**Text excerpt:**
..............................

From aac3751025e63a2ea978df97eac81f3fe73563eb Mon Sep 17 00:00:00 2001
From: Chris Fallin <chris@cfallin.org>
Date: Tue, 5 Jan 2021 15:48:07 -0800
Subject: [PATCH] aarch64: fix reg/imm `sub` insts that read `SP`, not the zero
 register.

On AArch64, the zero register (xzr) and the stack pointer (xsp) are
alternately named by the same index `31` in machine code depending on
context. In particular, in the reg-reg-immediate ALU instruction form,
add/subtract will use the stack pointer, not the zero register, if index
31 is given for the first (register) source arg.

In a few places, we were emitting subtract instructions with the zero
register as an argument and a reg/immediate as the second argument. When
an immediate could be incorporated directly (we have the `iconst`
definition visible), this would result in incorrect code being
generated.

This issue was found in `ineg` and in the sequence for vector
right-shifts.

Reported by Ian Cullinan; thanks!
---
 .../codegen/src/isa/aarch64/lower_inst.rs     | 13 +++++---
 .../filetests/isa/aarch64/arithmetic.clif     | 32 +++++++++++++++++++
 2 files changed, 41 insertions(+), 4 deletions(-)
diff --git a/cranelift/codegen/src/isa/aarch64/lower_inst.rs b/cranelift/codegen/src/isa/aarch64/lower_inst.rs
index 89bcd517f4..504fcba438 100644
--- a/cranelift/codegen/src/isa/aarch64/lower_inst.rs
+++ b/cranelift/codegen/src/isa/aarch64/lower_inst.rs
@@ -215,9 +215,9 @@ pub(crate) fn lower_insn_to_regs<C: LowerCtx<I = Inst>>(
             let ty = ty.unwrap();
             if !ty.is_vector() {
                 let rn = zero_reg();
-                let rm = put_input_in_rse_imm12(ctx, inputs[0], NarrowValueMode::None);
+                let rm = put_input_in_reg(ctx, inputs[0], NarrowValueMode::None);
                 let alu_op = choose_32_64(ty, ALUOp::Sub32, ALUOp::Sub64);
-                ctx.emit(alu_inst_imm12(alu_op, rd, rn, rm));
+                ctx.emit(Inst::AluRRR { alu_op, rd, rn, rm });
             } else {
                 let rn = put_input_in_reg(ctx, inputs[0], NarrowValueMode::None);
                 ctx.emit(Inst::VecMisc {
@@ -693,9 +693,14 @@ pub(crate) fn lower_insn_to_regs<C: LowerCtx<I = Inst>>(
                 let rm = if is_right_shift {
                     // Right shifts are implemented with a negative left shift.

..............................

**Exercise aim:** Write the next lines of the patch above, the one fixing AArch64 subtract instructions that read the stack pointer instead of the zero register.

..............................

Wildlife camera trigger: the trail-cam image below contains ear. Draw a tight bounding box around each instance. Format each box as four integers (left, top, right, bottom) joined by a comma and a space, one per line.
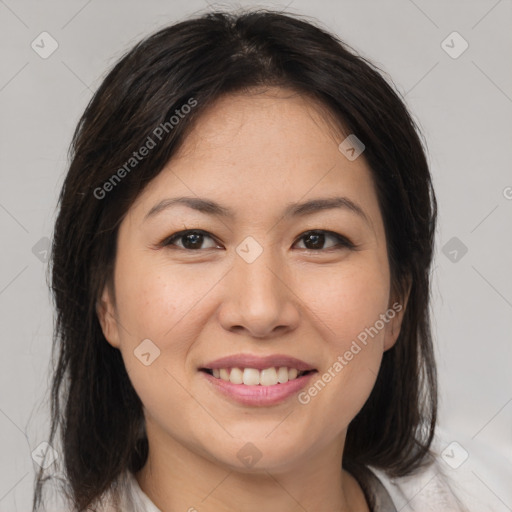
384, 279, 412, 351
96, 284, 119, 348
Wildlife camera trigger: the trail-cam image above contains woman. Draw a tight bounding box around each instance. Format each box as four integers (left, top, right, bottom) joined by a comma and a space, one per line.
34, 11, 470, 512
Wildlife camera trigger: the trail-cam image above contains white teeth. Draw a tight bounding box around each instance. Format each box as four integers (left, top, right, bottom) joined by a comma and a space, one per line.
244, 368, 260, 386
277, 366, 288, 384
229, 368, 243, 384
212, 366, 304, 386
260, 368, 277, 386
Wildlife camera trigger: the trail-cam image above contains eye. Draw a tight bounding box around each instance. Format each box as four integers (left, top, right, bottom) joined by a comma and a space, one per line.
161, 229, 217, 250
292, 229, 355, 251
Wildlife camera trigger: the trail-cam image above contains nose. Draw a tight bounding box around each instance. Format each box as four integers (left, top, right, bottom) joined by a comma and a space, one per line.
219, 246, 300, 338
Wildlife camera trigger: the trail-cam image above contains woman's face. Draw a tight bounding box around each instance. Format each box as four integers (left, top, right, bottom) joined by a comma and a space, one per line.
100, 89, 405, 471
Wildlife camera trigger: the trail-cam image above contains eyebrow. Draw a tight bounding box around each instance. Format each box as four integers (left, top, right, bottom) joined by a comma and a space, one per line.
144, 197, 371, 225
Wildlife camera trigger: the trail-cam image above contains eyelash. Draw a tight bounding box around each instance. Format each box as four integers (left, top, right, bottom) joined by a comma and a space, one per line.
159, 229, 356, 252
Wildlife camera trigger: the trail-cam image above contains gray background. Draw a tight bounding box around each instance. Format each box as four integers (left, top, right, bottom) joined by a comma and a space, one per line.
0, 0, 512, 511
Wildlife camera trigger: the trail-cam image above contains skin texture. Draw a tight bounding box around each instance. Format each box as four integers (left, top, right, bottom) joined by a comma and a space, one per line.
98, 88, 406, 512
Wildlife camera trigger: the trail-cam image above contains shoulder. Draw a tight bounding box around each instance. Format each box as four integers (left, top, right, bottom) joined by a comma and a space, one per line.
90, 470, 161, 512
369, 428, 502, 512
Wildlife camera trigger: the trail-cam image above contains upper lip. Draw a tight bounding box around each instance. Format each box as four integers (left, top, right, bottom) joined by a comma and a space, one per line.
203, 354, 315, 371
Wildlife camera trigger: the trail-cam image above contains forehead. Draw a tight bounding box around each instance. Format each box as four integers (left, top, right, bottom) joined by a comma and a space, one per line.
128, 88, 379, 232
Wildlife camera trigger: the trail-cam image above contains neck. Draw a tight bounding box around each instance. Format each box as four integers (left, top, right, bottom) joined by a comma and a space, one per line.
135, 420, 369, 512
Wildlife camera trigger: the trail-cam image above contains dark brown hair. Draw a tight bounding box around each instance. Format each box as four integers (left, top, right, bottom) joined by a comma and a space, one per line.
33, 10, 437, 511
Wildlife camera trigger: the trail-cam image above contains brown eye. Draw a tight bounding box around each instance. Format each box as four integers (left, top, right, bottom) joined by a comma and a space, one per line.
162, 229, 217, 251
299, 229, 354, 251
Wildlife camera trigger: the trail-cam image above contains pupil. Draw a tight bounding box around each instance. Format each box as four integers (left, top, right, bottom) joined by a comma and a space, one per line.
183, 233, 203, 249
307, 233, 325, 249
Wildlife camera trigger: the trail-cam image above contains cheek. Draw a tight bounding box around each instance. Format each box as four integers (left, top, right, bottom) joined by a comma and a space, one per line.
301, 258, 389, 352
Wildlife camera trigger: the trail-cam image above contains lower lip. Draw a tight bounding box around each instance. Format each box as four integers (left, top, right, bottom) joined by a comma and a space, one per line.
201, 371, 317, 407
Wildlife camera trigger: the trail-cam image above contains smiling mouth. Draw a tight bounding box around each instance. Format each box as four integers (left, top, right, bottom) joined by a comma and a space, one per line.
200, 366, 316, 386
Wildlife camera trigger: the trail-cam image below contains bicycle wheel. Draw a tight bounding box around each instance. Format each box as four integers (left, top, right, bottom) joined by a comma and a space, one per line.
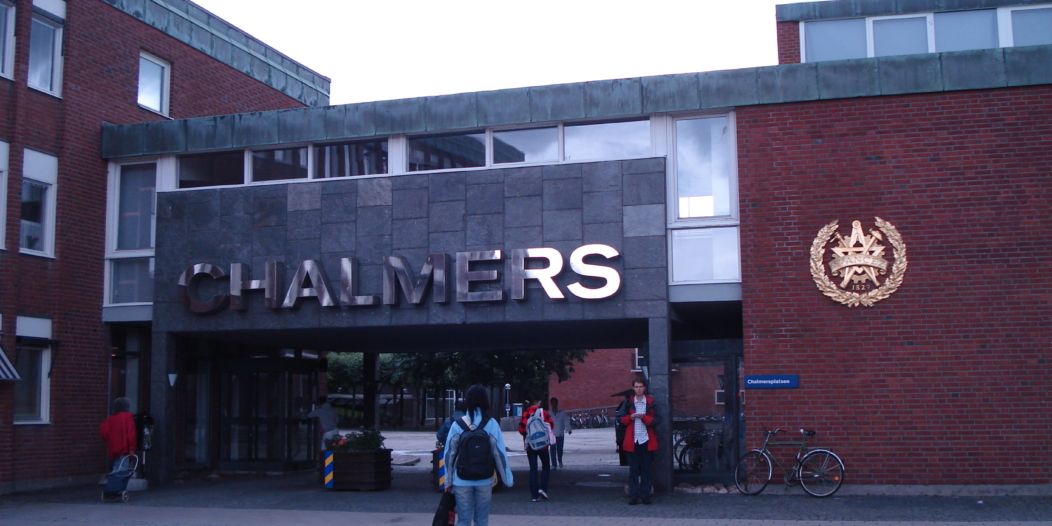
796, 449, 844, 497
734, 449, 773, 495
680, 444, 705, 471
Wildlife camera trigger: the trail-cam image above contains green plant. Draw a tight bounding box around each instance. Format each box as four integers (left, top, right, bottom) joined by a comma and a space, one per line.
325, 427, 384, 451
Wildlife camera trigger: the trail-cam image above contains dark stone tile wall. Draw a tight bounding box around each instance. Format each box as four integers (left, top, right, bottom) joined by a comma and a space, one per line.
155, 158, 668, 331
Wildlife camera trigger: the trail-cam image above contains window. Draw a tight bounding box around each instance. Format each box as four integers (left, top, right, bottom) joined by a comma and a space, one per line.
14, 316, 52, 424
493, 126, 559, 164
28, 13, 62, 96
669, 115, 742, 284
19, 149, 59, 257
0, 141, 8, 249
870, 16, 929, 57
315, 140, 387, 179
800, 4, 1052, 62
251, 146, 307, 182
179, 150, 245, 188
106, 162, 157, 304
139, 53, 171, 115
109, 258, 154, 304
563, 120, 652, 162
406, 133, 486, 171
935, 9, 997, 52
1010, 7, 1052, 45
673, 117, 737, 219
801, 18, 867, 62
672, 226, 742, 283
0, 0, 15, 79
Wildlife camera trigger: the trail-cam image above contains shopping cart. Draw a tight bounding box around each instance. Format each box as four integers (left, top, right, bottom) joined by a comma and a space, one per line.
102, 454, 139, 502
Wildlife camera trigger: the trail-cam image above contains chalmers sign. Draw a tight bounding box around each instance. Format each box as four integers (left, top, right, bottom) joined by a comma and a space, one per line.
179, 244, 621, 313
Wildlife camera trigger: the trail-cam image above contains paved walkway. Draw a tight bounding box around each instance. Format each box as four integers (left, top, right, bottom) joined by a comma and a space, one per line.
0, 430, 1052, 526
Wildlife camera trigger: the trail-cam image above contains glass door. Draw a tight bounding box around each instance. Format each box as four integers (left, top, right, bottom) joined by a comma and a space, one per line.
670, 356, 741, 483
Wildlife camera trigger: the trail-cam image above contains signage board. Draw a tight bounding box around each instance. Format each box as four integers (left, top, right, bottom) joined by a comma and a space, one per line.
745, 375, 800, 389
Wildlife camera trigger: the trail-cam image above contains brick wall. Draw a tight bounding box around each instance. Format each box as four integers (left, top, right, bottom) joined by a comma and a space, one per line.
548, 349, 640, 410
777, 22, 800, 64
0, 1, 303, 493
736, 86, 1052, 484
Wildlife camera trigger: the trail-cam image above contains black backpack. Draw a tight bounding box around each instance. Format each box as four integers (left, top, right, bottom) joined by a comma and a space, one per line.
457, 416, 493, 481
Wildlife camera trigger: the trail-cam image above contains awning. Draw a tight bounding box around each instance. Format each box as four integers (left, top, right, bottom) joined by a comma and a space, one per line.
0, 347, 22, 380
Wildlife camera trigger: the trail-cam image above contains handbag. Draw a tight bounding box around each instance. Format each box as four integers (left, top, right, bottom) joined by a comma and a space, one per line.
431, 491, 457, 526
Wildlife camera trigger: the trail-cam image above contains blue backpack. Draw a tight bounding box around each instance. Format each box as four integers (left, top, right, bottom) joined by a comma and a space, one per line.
526, 407, 551, 450
457, 416, 495, 481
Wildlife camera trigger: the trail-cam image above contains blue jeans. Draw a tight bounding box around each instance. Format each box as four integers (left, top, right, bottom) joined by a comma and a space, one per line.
453, 481, 493, 526
526, 447, 551, 499
628, 444, 654, 500
548, 437, 566, 466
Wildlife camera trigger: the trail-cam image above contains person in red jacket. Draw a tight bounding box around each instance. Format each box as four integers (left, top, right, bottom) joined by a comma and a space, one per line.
519, 401, 555, 502
99, 398, 137, 471
621, 378, 661, 505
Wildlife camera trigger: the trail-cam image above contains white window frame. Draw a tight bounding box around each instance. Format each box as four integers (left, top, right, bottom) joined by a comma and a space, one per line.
12, 316, 52, 425
0, 141, 11, 250
665, 110, 741, 228
245, 142, 309, 185
798, 3, 1052, 62
866, 13, 935, 58
136, 52, 171, 117
26, 12, 65, 99
19, 148, 59, 259
997, 3, 1052, 47
102, 162, 156, 307
0, 0, 16, 80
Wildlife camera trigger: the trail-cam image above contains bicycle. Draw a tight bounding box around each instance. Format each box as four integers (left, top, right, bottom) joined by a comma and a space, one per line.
734, 428, 844, 498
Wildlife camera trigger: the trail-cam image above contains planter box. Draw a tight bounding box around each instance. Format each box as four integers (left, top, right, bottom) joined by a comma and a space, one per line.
325, 449, 391, 491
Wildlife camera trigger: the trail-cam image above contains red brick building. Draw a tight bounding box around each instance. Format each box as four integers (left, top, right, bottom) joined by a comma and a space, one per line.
37, 0, 1052, 493
0, 0, 328, 493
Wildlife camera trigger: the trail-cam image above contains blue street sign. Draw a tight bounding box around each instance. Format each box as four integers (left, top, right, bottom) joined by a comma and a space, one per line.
745, 375, 800, 389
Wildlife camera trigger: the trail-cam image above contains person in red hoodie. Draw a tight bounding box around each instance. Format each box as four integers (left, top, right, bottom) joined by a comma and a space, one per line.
99, 398, 137, 471
519, 401, 555, 502
621, 378, 661, 505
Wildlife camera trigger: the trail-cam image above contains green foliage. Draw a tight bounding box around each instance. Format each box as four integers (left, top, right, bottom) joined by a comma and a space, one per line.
326, 352, 362, 392
328, 349, 589, 398
325, 428, 384, 451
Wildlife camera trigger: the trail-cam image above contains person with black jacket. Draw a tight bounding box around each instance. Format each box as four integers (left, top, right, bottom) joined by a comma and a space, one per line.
621, 378, 661, 505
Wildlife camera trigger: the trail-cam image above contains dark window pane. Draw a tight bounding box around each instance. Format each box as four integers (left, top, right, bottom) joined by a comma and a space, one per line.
1012, 7, 1052, 45
12, 347, 43, 422
179, 150, 245, 188
29, 18, 58, 92
563, 121, 651, 161
252, 146, 307, 182
407, 134, 486, 171
315, 141, 387, 179
873, 17, 928, 57
110, 258, 154, 303
117, 163, 157, 250
19, 179, 48, 250
493, 127, 559, 164
935, 9, 997, 53
804, 18, 866, 62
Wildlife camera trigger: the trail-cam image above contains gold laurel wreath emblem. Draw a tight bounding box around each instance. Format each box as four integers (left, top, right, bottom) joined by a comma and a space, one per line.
811, 218, 909, 307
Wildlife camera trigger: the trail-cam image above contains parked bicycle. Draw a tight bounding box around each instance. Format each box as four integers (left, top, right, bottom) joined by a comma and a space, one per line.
734, 428, 844, 497
672, 430, 724, 471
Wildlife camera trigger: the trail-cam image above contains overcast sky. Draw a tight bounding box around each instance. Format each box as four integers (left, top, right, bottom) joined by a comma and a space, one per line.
194, 0, 812, 104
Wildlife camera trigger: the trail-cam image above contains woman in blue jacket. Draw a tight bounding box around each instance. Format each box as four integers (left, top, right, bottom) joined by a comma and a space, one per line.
445, 385, 513, 526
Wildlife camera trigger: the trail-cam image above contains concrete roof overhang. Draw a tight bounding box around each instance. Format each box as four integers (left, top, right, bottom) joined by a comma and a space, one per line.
102, 43, 1052, 159
172, 319, 648, 352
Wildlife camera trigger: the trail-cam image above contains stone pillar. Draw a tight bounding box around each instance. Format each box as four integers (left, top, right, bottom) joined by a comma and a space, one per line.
146, 331, 178, 486
647, 318, 673, 492
362, 352, 380, 427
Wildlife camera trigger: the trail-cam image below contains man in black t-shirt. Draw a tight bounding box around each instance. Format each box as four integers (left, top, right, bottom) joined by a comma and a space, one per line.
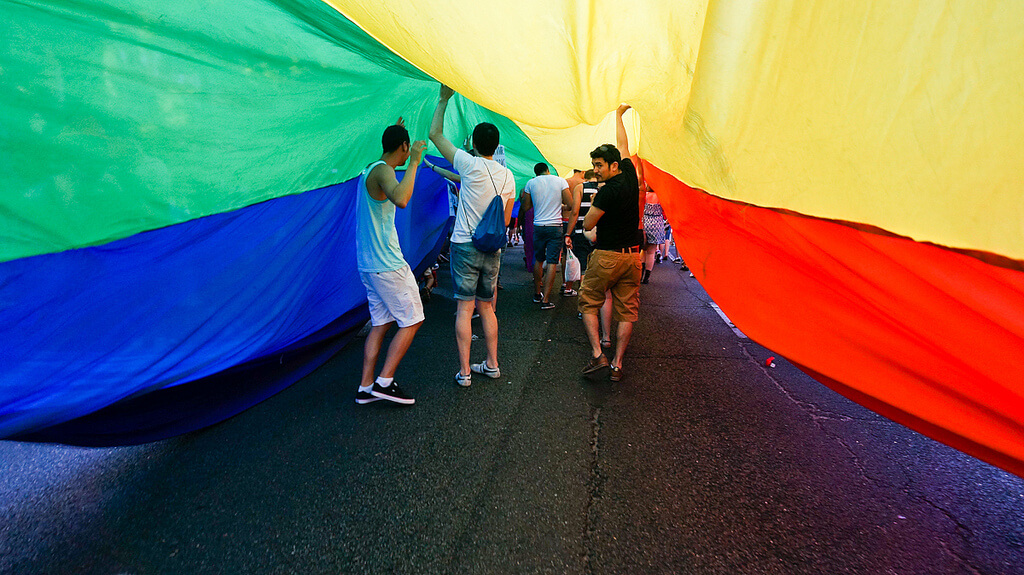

..............................

**Response to the task:**
                     let tmp = ctx.alloc_tmp(RegClass::I64, I32);
-                    let rm = put_input_in_rse_imm12(ctx, inputs[1], NarrowValueMode::None);
+                    let rm = put_input_in_reg(ctx, inputs[1], NarrowValueMode::None);
                     let rn = zero_reg();
-                    ctx.emit(alu_inst_imm12(ALUOp::Sub32, tmp, rn, rm));
+                    ctx.emit(Inst::AluRRR {
+                        alu_op: ALUOp::Sub32,
+                        rd: tmp,
+                        rn,
+                        rm,
+                    });
                     tmp.to_reg()
                 } else {
                     put_input_in_reg(ctx, inputs[1], NarrowValueMode::None)
diff --git a/cranelift/filetests/filetests/isa/aarch64/arithmetic.clif b/cranelift/filetests/filetests/isa/aarch64/arithmetic.clif
index aa52cb7436..2ffc63ce71 100644
--- a/cranelift/filetests/filetests/isa/aarch64/arithmetic.clif
+++ b/cranelift/filetests/filetests/isa/aarch64/arithmetic.clif
@@ -422,3 +422,35 @@ block0(v0: i64):
 ; nextln:  mov sp, fp
 ; nextln:  ldp fp, lr, [sp], #16
 ; nextln:  ret
+
+function %f29(i64) -> i64 {
+block0(v0: i64):
+  v1 = iconst.i64 1
+  v2 = ineg v1
+  return v2
+}
+
+; check:  stp fp, lr, [sp, #-16]!
+; nextln:  mov fp, sp
+; nextln:  movz x0, #1
+; nextln:  sub x0, xzr, x0
+; nextln:  mov sp, fp
+; nextln:  ldp fp, lr, [sp], #16
+; nextln:  ret
+
+function %f30(i8x16) -> i8x16 {
+block0(v0: i8x16):
+  v1 = iconst.i64 1
+  v2 = ushr.i8x16 v0, v1
+  return v2
+}
+
+; check:  stp fp, lr, [sp, #-16]!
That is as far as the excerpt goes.